-------- Reading passage

What OS Threads Cost and Why C++20 Coroutines Don't Pay It

The C++20 standard added coroutines without removing threads, and that was not an oversight. The two mechanisms solve different problems, operate at different levels of the stack, and carry different costs. Understanding when to reach for each requires looking at what both models do at the OS and hardware level, which is the ground Conor Spilsbury covered in his CppCon 2025 talk. The talk is a good starting point; the implementation details deserve a closer look.

Threads: The OS Owns the Schedule

std::thread, introduced in C++11, wraps a kernel thread. When you call std::thread t(fn), the OS allocates a dedicated stack (typically 8 MB on Linux), registers the thread with its scheduler, and places it in the run queue. From that point, the OS decides when your thread runs. Your code has no direct say in when it gets CPU time.

The classic producer/consumer pattern illustrates how this model handles waiting:

std::mutex mtx;
std::condition_variable cv;
std::queue<int> work_queue;
bool done = false;

void producer() {
    for (int i = 0; i < 1000; ++i) {
        {
            std::unique_lock lock(mtx);
            work_queue.push(i);
        }
        cv.notify_one();
    }
    { std::unique_lock lock(mtx); done = true; }
    cv.notify_all();
}

void consumer() {
    while (true) {
        std::unique_lock lock(mtx);
        cv.wait(lock, [] { return !work_queue.empty() || done; });
        if (work_queue.empty()) break;
        int val = work_queue.front();
        work_queue.pop();
        lock.unlock();
        process(val);
    }
}

When the consumer calls cv.wait(), it executes a syscall that tells the kernel to block this thread until the condition changes. The kernel removes the thread from the run queue, saves its state (registers, stack pointer, instruction pointer, thread-local storage), and schedules something else. When the producer calls cv.notify_one(), the kernel marks the consumer as runnable again, but it does not run until the scheduler gives it a slot.

----------------
-------- Dataset excerpts

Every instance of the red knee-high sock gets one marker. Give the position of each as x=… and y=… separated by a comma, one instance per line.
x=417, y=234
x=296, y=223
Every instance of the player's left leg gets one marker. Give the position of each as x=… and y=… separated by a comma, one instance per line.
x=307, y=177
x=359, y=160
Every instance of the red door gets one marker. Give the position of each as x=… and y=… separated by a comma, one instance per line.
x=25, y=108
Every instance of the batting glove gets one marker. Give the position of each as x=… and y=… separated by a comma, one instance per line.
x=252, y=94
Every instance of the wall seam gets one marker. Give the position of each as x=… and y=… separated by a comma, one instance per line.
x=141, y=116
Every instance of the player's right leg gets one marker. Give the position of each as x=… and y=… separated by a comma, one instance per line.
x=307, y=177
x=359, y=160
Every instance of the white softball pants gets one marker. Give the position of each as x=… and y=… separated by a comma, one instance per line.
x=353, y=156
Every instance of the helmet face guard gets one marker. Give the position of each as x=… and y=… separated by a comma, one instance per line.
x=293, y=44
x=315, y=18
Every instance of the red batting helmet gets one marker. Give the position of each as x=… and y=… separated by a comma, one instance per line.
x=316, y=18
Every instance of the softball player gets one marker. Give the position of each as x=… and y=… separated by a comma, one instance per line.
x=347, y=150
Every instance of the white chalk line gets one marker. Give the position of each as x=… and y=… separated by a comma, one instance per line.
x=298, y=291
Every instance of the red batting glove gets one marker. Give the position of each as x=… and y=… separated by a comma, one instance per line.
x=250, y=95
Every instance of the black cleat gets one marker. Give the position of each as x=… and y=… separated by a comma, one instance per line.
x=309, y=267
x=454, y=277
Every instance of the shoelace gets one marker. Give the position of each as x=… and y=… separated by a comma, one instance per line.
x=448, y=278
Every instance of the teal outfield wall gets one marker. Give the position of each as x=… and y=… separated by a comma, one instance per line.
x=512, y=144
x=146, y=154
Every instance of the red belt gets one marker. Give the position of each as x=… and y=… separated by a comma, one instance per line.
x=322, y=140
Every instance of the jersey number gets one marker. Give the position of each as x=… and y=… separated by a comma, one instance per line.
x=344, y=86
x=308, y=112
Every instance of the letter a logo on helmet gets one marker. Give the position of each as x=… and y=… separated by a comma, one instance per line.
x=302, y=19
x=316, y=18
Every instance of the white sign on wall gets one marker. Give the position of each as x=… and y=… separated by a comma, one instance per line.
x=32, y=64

----------------

▸ Challenge
Pick up the article on what OS threads cost compared with C++20 coroutines after its last sentence and continue writing it.

▸ Answer below
That round-trip through the kernel is the cost. A context switch on Linux involves saving and restoring roughly 100 registers on x86-64, updating kernel data structures, and potentially causing TLB flushes and cache misses when the thread resumes on a different CPU core. Measured end-to-end, a context switch typically costs somewhere between 1 and 10 microseconds. That range is harmless when threads do useful work for milliseconds at a time. It becomes a problem when you have ten thousand network connections, each blocking its own thread, spending most of its time in cv.wait() or recv() while the scheduler churns through a run queue that is mostly idle.

The stack memory is a separate constraint. Eight megabytes per thread means a server sustaining ten thousand threads consumes eighty gigabytes of virtual address space for stacks alone. Virtual memory makes much of that unpaged in practice, but it still stresses the kernel’s page table management and sets a hard upper bound on concurrency that scales poorly with connection count.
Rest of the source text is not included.